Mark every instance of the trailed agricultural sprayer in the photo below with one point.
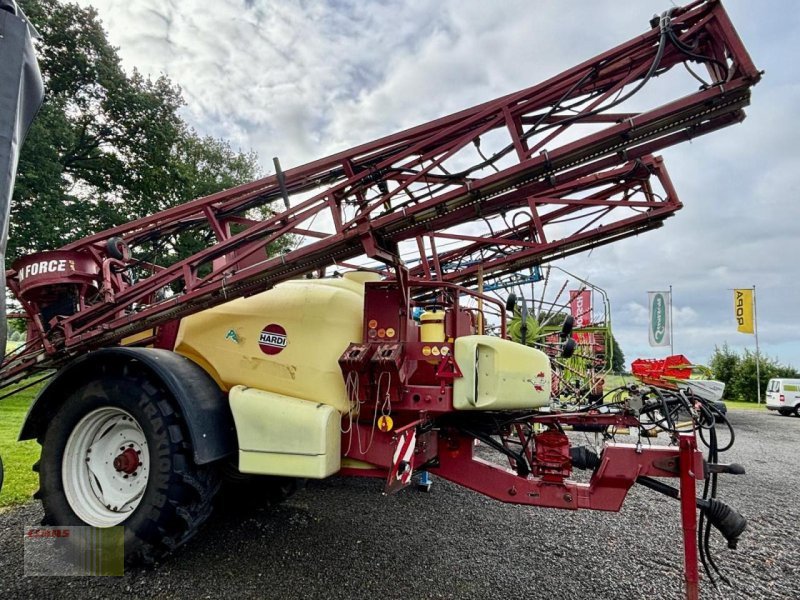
(268, 362)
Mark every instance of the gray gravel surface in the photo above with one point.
(340, 538)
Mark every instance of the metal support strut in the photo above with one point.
(687, 444)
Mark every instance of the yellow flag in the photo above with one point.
(743, 310)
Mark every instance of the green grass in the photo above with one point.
(18, 457)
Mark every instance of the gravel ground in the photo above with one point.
(340, 538)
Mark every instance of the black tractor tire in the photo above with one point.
(177, 497)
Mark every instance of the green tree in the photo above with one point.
(739, 372)
(107, 147)
(724, 364)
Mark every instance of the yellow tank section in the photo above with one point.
(280, 435)
(432, 326)
(499, 375)
(287, 340)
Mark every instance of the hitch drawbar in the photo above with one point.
(729, 522)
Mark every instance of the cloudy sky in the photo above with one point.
(302, 79)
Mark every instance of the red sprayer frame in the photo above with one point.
(366, 200)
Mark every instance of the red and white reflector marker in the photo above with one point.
(402, 469)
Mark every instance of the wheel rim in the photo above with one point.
(105, 467)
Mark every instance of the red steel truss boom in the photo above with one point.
(582, 213)
(533, 145)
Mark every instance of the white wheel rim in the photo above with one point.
(105, 467)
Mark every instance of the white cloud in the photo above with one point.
(303, 79)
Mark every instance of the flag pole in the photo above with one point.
(671, 341)
(758, 354)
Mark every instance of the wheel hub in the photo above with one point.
(105, 468)
(127, 461)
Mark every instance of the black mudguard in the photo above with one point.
(202, 404)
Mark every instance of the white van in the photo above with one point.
(783, 395)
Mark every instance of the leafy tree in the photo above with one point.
(107, 147)
(724, 364)
(738, 372)
(615, 362)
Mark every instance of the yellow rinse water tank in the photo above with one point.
(287, 340)
(432, 326)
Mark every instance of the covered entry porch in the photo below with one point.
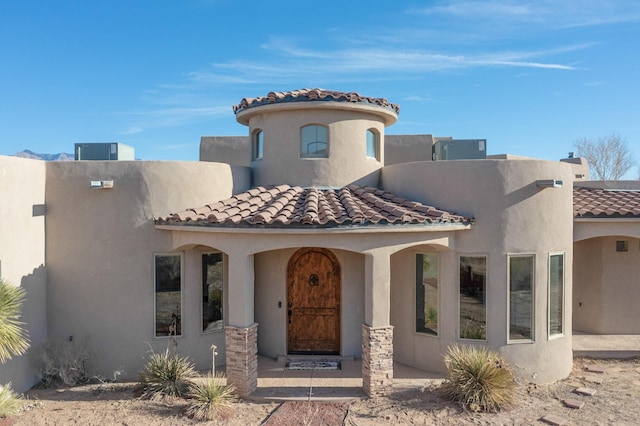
(266, 235)
(257, 297)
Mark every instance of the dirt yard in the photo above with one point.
(616, 400)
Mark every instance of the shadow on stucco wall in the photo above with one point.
(21, 370)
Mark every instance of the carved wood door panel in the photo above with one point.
(313, 302)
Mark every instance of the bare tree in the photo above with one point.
(609, 157)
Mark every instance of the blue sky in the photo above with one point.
(529, 76)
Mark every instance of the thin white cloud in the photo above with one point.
(545, 13)
(172, 117)
(287, 62)
(176, 146)
(132, 130)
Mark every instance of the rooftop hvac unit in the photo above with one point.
(104, 151)
(460, 149)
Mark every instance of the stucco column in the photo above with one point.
(377, 293)
(241, 333)
(377, 333)
(241, 293)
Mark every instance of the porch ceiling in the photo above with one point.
(297, 207)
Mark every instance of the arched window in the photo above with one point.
(373, 144)
(314, 142)
(258, 144)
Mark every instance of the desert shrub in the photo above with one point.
(478, 378)
(166, 374)
(9, 401)
(210, 397)
(65, 361)
(13, 339)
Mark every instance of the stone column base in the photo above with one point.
(377, 360)
(242, 358)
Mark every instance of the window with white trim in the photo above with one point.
(212, 292)
(427, 293)
(472, 302)
(556, 294)
(314, 141)
(521, 297)
(168, 294)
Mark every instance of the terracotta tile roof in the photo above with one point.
(312, 95)
(603, 203)
(294, 206)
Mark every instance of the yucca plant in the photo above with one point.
(210, 397)
(166, 374)
(9, 401)
(13, 339)
(478, 378)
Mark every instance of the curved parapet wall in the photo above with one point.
(100, 248)
(516, 213)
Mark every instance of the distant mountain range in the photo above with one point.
(63, 156)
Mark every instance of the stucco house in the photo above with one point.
(319, 234)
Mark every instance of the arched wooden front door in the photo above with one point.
(313, 302)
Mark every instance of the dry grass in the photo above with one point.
(479, 379)
(210, 398)
(166, 374)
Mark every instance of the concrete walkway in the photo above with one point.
(606, 345)
(275, 383)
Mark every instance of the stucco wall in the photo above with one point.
(100, 248)
(22, 256)
(513, 216)
(347, 162)
(234, 150)
(587, 286)
(407, 148)
(607, 286)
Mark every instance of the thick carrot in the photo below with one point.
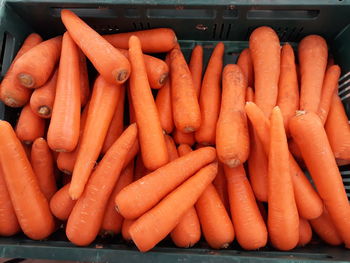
(140, 196)
(29, 126)
(8, 220)
(42, 163)
(152, 41)
(12, 93)
(35, 66)
(246, 64)
(153, 226)
(112, 220)
(63, 133)
(116, 126)
(265, 51)
(210, 96)
(163, 103)
(31, 207)
(107, 60)
(101, 109)
(326, 230)
(232, 136)
(151, 138)
(61, 204)
(308, 132)
(43, 98)
(313, 52)
(89, 210)
(249, 225)
(338, 131)
(288, 89)
(308, 201)
(186, 111)
(196, 67)
(305, 232)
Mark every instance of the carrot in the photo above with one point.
(66, 160)
(101, 109)
(112, 220)
(42, 163)
(245, 62)
(326, 230)
(308, 132)
(338, 131)
(8, 220)
(313, 52)
(107, 60)
(42, 99)
(142, 195)
(35, 66)
(151, 138)
(12, 93)
(116, 126)
(61, 204)
(196, 68)
(89, 210)
(305, 232)
(157, 70)
(232, 136)
(288, 90)
(35, 219)
(209, 99)
(153, 226)
(330, 85)
(63, 133)
(186, 111)
(249, 225)
(29, 126)
(308, 201)
(152, 41)
(264, 47)
(163, 103)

****

Given instruction - Could you copy out everything from the line containing "Mark every instance of the carrot" down to the end of the entries, changing "carrot" to "parsnip" and leaving everything else as it is?

Output below -
Mark every instance of the parsnip in the photo above with one point.
(66, 160)
(101, 109)
(112, 220)
(42, 163)
(245, 62)
(326, 230)
(308, 132)
(338, 131)
(8, 220)
(313, 52)
(107, 60)
(42, 99)
(142, 195)
(35, 66)
(151, 138)
(12, 93)
(116, 126)
(61, 204)
(196, 68)
(89, 210)
(305, 232)
(157, 70)
(232, 136)
(288, 90)
(35, 219)
(209, 99)
(153, 226)
(330, 85)
(63, 133)
(186, 111)
(249, 225)
(29, 126)
(308, 201)
(152, 41)
(264, 47)
(163, 103)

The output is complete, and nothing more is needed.